#### Exercise requirements:
Write the next part of the Anna Burgess account, picking up after its last sentence.

#### Source document:
Sponaugle offered hope to families such as the Burgesses. Growing up in Jena, La., Anna Burgess listened to classic rock, wrote poetry, and fashioned dream catchers by hand. Over time, though, fatigue, aches, and other symptoms damped her bubbly nature. Her struggles made attending high school difficult and her ambition of becoming a physician seem unattainable. After a Mayo Clinic doctor diagnosed Burgess with POTS, an autonomic nervous system disorder, she and her parents, Gawan and Sherrie, a former school administrator and a nurse, respectively, found Sponaugle online.

When they visited his clinic in Oldsmar, Fla., in the fall of 2016, he told Burgess she suffered from a variety of conditions, including Lyme (for which she’d previously tested negative) and toxicity caused by mold and chemicals. He recommended she enroll in his 12-week treatment program. Clinic staff fitted her for a catheter so they could administer antibiotics and other compounds through her arm. In the following weeks, she developed severe new symptoms, including stomach pain, a burning sensation in her head, and tremors. She started coughing up dark fluid. “The tremors and head pressure are returning,” she wrote on Facebook on Nov. 25. “Unsure what the next course of action is.”

Sponaugle continued to increase Burgess’s antibiotics dosage and prescribed sedatives, explaining that she was experiencing a “biofilm burst” as toxins left her body. Each visit to her bedside cost her family $1,000, on top of a sum in the low six figures for the treatments and affiliated accommodations. To defray the costs, Sherrie started a crowdfunding campaign.

In court filings, Burgess’s parents say her condition continued to worsen until, in the early morning hours of Nov. 29, emergency medical services transported her to a local hospital, where diagnostic tests indicated she was suffering from pancreatitis. Sponaugle arrived with a nurse. Lacking privileges to practice at the hospital, he instructed the nurse to rotate the security cameras so they wouldn’t capture him administering eight vials of the antioxidant compound glutathione to Burgess’s IV drip, according to allegations made by Burgess’s parents in court filings. She died in the hospital the following day, her 19th birthday, with her fiancé, Ben Ketchens, still en route to her bedside. “I just felt like my whole body was tearing up,” he says. “It was gut-wrenching.” Gawan and Sherrie sued over Burgess’s death in 2017.

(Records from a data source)
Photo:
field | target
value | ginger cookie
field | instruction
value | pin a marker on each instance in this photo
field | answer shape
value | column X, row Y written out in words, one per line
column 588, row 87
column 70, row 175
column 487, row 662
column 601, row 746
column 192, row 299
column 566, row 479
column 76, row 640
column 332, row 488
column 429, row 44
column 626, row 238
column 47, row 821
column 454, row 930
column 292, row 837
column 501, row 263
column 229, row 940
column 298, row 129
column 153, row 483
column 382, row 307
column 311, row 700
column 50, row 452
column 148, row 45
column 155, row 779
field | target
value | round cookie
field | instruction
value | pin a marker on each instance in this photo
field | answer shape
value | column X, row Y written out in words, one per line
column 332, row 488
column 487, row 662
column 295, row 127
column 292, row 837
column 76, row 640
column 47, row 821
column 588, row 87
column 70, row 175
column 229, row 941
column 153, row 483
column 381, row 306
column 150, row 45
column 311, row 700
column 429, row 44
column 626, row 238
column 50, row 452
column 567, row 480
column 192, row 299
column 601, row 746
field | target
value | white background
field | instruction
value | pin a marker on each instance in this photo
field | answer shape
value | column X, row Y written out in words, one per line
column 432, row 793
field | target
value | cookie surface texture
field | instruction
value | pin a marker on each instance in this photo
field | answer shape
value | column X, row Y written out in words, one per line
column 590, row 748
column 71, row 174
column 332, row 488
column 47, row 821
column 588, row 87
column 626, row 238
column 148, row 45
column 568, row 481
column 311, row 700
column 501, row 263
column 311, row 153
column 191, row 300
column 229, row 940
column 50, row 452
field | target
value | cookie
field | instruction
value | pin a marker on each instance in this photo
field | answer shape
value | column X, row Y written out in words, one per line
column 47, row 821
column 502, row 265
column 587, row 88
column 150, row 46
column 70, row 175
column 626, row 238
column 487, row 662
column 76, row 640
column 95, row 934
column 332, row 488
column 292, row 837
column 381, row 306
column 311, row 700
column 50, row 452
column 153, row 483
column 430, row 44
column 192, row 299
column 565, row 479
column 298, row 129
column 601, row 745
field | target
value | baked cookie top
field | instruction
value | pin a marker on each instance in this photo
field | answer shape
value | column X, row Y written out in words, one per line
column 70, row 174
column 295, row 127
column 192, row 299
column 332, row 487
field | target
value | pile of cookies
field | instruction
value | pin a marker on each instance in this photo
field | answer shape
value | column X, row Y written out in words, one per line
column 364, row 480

#### Answer box:
After court proceedings began, the Florida Department of Health issued a public complaint against Sponaugle for malpractice in a different Lyme-related case involving a 27-year-old man treated in 2014. The complaint, signed by the state’s surgeon general in February 2018, requested that the state licensure board revoke, suspend, or restrict Sponaugle’s license or take other corrective action such as a fine. No action has been taken, though Sponaugle has requested a hearing on the matter, according to the health department. His license remains active, as does his practice. Sponaugle denies wrongdoing in this case and the Burgesses’ but declined to comment further for this story, citing ongoing litigation.

When regulators have tried to publicly intervene in cases involving alternative Lyme treatments, they’ve struggled to make their judgments stick. State boards can investigate complaints, issue warnings, and suspend or revoke professional licenses, but their decisions tend to be enforced only upon referral to state prosecutors. Some LLMDs continue to helm lucrative practices despite a record of sanctions.

In 2017, for example, Daniel Cameron, of Mount Kisco, was charged by the New York State Department of Health Office of Professional Medical Conduct with violations including gross incompetence, gross negligence, and failure to keep appropriate patient records. Cameron disputed the allegations but ultimately signed a consent order subjecting him to three years of probation. That year the board also charged Bernard Raxlen, who ran the clinic Lyme Resource Medical of New York, with a similar set of violations; he, too, signed a consent order submitting to three years of probation. Cameron continues to practice in New York, while last summer New Jersey granted Raxlen a license, and he now sees patients in Guttenberg.